PROBLEM REQUIREMENTS: Return all of the entries word for word, but omit the pictures they contain.
********
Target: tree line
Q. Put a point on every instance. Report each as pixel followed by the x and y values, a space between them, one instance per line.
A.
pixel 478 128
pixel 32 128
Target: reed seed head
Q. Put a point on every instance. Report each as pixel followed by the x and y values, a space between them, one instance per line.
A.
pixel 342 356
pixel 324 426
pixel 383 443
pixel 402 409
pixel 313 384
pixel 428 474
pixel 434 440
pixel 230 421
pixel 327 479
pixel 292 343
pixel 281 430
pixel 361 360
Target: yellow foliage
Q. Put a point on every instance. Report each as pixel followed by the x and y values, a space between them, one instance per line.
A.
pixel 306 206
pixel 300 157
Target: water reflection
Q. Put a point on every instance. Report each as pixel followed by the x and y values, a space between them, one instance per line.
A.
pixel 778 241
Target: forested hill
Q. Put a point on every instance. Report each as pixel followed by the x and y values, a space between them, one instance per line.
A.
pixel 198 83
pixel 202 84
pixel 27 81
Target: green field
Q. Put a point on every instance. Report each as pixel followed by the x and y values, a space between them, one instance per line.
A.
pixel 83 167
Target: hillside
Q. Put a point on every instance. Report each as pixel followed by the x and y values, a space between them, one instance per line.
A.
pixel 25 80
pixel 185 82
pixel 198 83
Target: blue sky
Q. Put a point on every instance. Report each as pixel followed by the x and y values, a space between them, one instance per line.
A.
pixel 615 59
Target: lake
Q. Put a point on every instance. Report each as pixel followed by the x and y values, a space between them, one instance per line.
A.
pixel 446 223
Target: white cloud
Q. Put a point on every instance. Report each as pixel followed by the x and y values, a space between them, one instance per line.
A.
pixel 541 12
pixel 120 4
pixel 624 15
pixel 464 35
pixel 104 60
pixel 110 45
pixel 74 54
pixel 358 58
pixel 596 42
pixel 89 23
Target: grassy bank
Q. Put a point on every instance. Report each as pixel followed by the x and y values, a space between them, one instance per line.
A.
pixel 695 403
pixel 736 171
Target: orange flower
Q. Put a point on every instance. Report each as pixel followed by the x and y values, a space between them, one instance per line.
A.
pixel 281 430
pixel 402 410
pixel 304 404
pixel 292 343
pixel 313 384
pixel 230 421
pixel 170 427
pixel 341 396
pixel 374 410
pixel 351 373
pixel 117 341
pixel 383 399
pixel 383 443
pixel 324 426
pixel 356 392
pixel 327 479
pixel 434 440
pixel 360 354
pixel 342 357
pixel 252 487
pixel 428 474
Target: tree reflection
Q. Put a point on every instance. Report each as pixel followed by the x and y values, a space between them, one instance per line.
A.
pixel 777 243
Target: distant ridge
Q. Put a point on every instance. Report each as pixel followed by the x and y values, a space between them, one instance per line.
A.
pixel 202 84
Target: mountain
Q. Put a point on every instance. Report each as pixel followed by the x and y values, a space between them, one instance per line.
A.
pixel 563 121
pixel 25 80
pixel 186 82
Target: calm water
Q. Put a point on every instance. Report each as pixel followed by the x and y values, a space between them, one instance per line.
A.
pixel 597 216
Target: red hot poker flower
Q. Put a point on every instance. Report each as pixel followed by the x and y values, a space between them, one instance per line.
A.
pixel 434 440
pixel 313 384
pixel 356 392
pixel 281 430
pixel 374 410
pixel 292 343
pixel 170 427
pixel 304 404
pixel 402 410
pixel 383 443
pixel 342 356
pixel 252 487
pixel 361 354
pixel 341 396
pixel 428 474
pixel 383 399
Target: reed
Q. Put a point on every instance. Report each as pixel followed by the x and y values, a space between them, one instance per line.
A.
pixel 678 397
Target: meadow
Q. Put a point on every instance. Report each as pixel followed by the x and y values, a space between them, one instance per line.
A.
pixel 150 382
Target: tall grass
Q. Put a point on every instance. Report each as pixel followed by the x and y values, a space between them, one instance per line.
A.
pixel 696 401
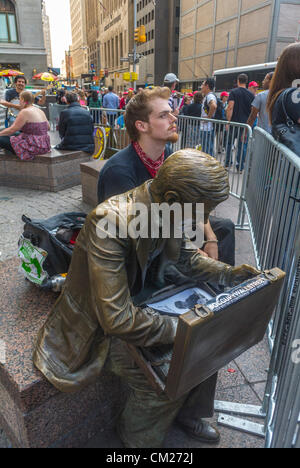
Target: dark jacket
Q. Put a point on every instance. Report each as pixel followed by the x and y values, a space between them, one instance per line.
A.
pixel 76 129
pixel 123 172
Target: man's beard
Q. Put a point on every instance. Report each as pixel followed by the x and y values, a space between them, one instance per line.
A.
pixel 174 138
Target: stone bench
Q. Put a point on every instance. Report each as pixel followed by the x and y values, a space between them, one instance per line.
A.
pixel 51 172
pixel 89 181
pixel 33 414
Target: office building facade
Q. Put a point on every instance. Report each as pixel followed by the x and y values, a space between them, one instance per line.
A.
pixel 22 37
pixel 217 34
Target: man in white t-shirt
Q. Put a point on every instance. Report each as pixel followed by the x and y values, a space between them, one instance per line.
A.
pixel 259 106
pixel 209 107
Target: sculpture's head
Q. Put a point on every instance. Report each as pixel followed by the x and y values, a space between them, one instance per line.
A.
pixel 191 176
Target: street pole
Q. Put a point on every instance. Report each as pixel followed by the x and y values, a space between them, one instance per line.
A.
pixel 135 43
pixel 227 50
pixel 69 66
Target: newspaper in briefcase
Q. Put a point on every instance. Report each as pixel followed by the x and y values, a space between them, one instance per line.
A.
pixel 211 333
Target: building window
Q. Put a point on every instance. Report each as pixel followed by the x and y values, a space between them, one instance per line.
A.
pixel 8 26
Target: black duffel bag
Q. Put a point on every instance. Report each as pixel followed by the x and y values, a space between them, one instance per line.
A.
pixel 46 246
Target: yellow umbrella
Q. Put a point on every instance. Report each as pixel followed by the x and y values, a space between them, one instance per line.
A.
pixel 45 77
pixel 10 73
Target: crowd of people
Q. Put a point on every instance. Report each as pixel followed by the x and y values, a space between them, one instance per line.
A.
pixel 244 104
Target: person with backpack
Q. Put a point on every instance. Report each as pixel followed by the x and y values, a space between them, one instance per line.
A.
pixel 209 110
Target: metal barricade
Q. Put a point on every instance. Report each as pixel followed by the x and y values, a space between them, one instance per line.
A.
pixel 273 207
pixel 112 119
pixel 228 142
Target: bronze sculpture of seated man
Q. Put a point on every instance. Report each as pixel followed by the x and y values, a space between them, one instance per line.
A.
pixel 95 316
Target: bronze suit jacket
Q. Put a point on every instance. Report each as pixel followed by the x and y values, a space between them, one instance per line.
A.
pixel 96 303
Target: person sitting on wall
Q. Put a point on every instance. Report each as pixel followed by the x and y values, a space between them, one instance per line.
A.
pixel 33 125
pixel 75 127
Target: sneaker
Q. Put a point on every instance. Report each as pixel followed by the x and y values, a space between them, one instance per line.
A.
pixel 203 432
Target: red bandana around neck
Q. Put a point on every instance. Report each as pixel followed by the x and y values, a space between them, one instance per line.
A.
pixel 151 166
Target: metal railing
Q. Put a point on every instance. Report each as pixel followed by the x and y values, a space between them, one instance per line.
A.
pixel 273 207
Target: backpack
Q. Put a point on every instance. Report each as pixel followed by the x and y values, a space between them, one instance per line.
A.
pixel 220 112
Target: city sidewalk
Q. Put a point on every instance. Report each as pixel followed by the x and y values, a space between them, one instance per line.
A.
pixel 242 381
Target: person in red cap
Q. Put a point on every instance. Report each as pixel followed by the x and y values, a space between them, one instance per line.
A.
pixel 253 87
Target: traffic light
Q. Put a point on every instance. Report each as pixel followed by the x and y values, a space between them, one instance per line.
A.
pixel 142 34
pixel 136 34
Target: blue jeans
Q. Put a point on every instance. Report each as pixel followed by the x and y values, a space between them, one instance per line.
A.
********
WRITTEN ANSWER:
Target: tree line
Q. Put a point on every instance. Report each as pixel followed by the x and y values, a space between them, one instance per line.
A.
pixel 478 128
pixel 32 128
Target: reed seed head
Q. Put a point on every instance. Report each as pixel followed by the x and y values, a space between them, one instance per line.
A.
pixel 342 356
pixel 324 426
pixel 383 443
pixel 402 409
pixel 313 384
pixel 428 474
pixel 434 440
pixel 230 421
pixel 327 479
pixel 292 343
pixel 281 430
pixel 361 360
Target: yellow foliage
Q. Put a point on every instance. Report each as pixel followed by the x and y values, a space between them, one instance per line.
A.
pixel 306 206
pixel 300 157
Target: water reflection
Q. Put a point on every instance. Report each as pixel followed by the x and y values, a space between them, one instance per line.
A.
pixel 778 241
Target: forested hill
Q. Put a point on every instance. Report each as pixel followed by the x and y values, a space between them, one instance per line.
A.
pixel 198 83
pixel 202 84
pixel 27 81
Target: green field
Q. Put a point on every instance. Report each as pixel followed by the x and y values, a space between them, one instance per line.
A.
pixel 83 167
Target: hillside
Q. Put a point on every instance. Report each as pixel followed by the x and y values, a space between them, one instance per line.
A.
pixel 25 80
pixel 185 82
pixel 198 83
Target: blue sky
Q. Put a point on every instance. Report each as pixel followed by the x and y values, a space between them, one instance per line.
A.
pixel 615 59
Target: lake
Q. Put a point on every instance. Report each as pixel followed by the x and y values, a space between them, one instance per line.
A.
pixel 446 223
Target: white cloud
Q. Put a point on every instance. Report each as pixel followed by the x and y values, a space between them, one instance per line.
A.
pixel 541 12
pixel 120 4
pixel 624 15
pixel 464 35
pixel 104 60
pixel 110 45
pixel 74 54
pixel 358 58
pixel 596 42
pixel 89 23
Target: grassy bank
Q. Put a point on every instance. Report each as pixel followed by the x and y values, a space between them, one instance per line.
A.
pixel 695 403
pixel 736 171
Target: orange flower
Q. Put a point on every instance. Report each as pixel followed by the x and y values, a space between them, one instance per line.
A.
pixel 281 430
pixel 402 410
pixel 304 404
pixel 292 343
pixel 313 384
pixel 230 421
pixel 170 427
pixel 341 396
pixel 374 410
pixel 351 373
pixel 117 341
pixel 383 399
pixel 383 443
pixel 324 426
pixel 356 392
pixel 327 479
pixel 434 440
pixel 360 354
pixel 342 357
pixel 252 487
pixel 428 474
Target: tree reflection
Q. Put a point on every instance. Report each as pixel followed by the x and y values, a space between them, one instance per line.
A.
pixel 777 243
Target: distant ridge
Q. Put a point on every instance. Report each as pixel followed by the x and y values, a space between them, one instance per line.
A.
pixel 202 84
Target: mountain
Q. Put a point on every instance. Report each as pixel followed by the x and y values, a space between them, one instance per line.
A.
pixel 563 121
pixel 25 80
pixel 186 82
Target: calm water
Q. Put a point on every instance. Report each as pixel followed by the x and y values, a space between them, one instance per line.
A.
pixel 597 216
Target: red hot poker flower
Q. Put a point on every instance. Report each as pixel followed by the x and y values, a space between them, one instance per line.
A.
pixel 434 440
pixel 313 384
pixel 356 392
pixel 281 430
pixel 374 410
pixel 292 343
pixel 170 427
pixel 304 404
pixel 402 410
pixel 383 443
pixel 342 356
pixel 252 487
pixel 361 354
pixel 341 396
pixel 428 474
pixel 383 399
Target: reed
Q. Put a point on every instance. Report each as pixel followed by the x and y values, a space between them, one instance per line.
A.
pixel 678 397
Target: meadow
Q. Put a point on every instance. Report each as pixel followed by the x and y values, a space between them, one instance per line.
A.
pixel 150 382
Target: tall grass
Q. Put a point on every instance. Report each as pixel followed by the x and y values, a space between them, one instance per line.
A.
pixel 696 401
Target: dark jacket
Q. Put a point on every instance. Report each as pixel followed by the x and y values, a space between them, one instance per line.
A.
pixel 76 129
pixel 123 172
Target: man's beard
Q. Put a point on every instance. Report each as pixel followed by the x and y values, a space between them, one instance per line.
A.
pixel 174 138
Target: stone bench
Q. Put a point on every instance. Report each as pixel followed by the x and y values, a space between them, one instance per line.
A.
pixel 51 172
pixel 89 181
pixel 33 414
Target: office building facade
Q. Put a point on every instance. Report each as pixel followed by the x and y values, a space between them, one instance per line.
A.
pixel 22 37
pixel 217 34
Target: man in white t-shirt
Q. Put a point on every instance. Report each as pixel followed by the x and y values, a space between them, one instance per line.
A.
pixel 259 106
pixel 209 107
Target: sculpture's head
Q. Put a point on every instance. Report each as pixel followed by the x and y values, a space between them, one instance per line.
A.
pixel 191 176
Target: street pole
Q. Put a point on every instance. Report each as pixel followed by the x and y values, a space between them, one instance per line.
A.
pixel 135 43
pixel 227 50
pixel 69 66
Target: newspaper in briefcase
Q. Put a point on every instance. Report each as pixel followed by the x and y values, a space between them, one instance per line.
A.
pixel 211 333
Target: building window
Q. Put a point on every instance. Report each as pixel followed by the x and y values, a space between them, one instance per line.
A.
pixel 8 26
Target: black duffel bag
Q. Put a point on every instance. Report each as pixel followed by the x and y values, a space between them, one instance per line.
A.
pixel 46 246
Target: yellow umbrella
Q. Put a point on every instance. Report each as pixel followed by the x and y values, a space between them, one instance per line.
A.
pixel 45 77
pixel 10 73
Target: crowd of people
Q. Put a point on every instance. Report each as pixel followed by the x and y values, a space between them, one instance per line.
A.
pixel 244 104
Target: person with backpack
Q. Put a point on every instance. Report each as pixel followed by the x and y values, a space between them, one instance per line.
A.
pixel 209 110
Target: metal barricade
Q. Put a point on every instance. Report each as pixel followed by the x and y values, a space between them, one instance per line.
A.
pixel 273 207
pixel 112 119
pixel 228 142
Target: bronze sculpture of seated man
Q. Put a point on every instance. Report each as pixel followed by the x and y values, a space between them, one instance per line.
A.
pixel 95 316
Target: bronze suit jacket
Q. Put a point on every instance. Report each as pixel followed by the x and y values, a space between them, one instance per line.
A.
pixel 96 303
Target: person sitting on wall
Q. Put a point on every instance. Report each as pixel followed by the x and y values, a space between them, one instance per line.
A.
pixel 33 125
pixel 75 127
Target: sneaker
Q. Put a point on every instance. Report each as pixel followed by the x and y values, a space between them, one instance per line.
A.
pixel 203 432
Target: red bandana around neck
Q. Put a point on every instance. Report each as pixel followed by the x and y values, a space between them, one instance per line.
A.
pixel 151 166
Target: metal railing
Q. Put a point on every instance. Report each as pixel followed by the x and y values, a space between them, one instance per line.
A.
pixel 273 207
Target: backpack
Q. Put a point on every instance. Report each as pixel followed by the x and y values, a space between them, one instance per line.
A.
pixel 220 112
Target: city sidewalk
Q. Put a point on every instance. Report each as pixel followed by the x and y values, a space between them, one instance per line.
A.
pixel 242 381
Target: person in red cap
Q. Put a point on every instance. Report each as pixel followed by the x and y values, a space between them, one instance per line.
A.
pixel 253 87
Target: traffic light
Q. Put a point on every instance. Report each as pixel followed by the x and y values, a space between them, one instance per line.
A.
pixel 142 34
pixel 136 34
Target: blue jeans
Q. Put a point on every instance. Report each as pixel followed by the x and y values, a space between them, one instance per line.
A.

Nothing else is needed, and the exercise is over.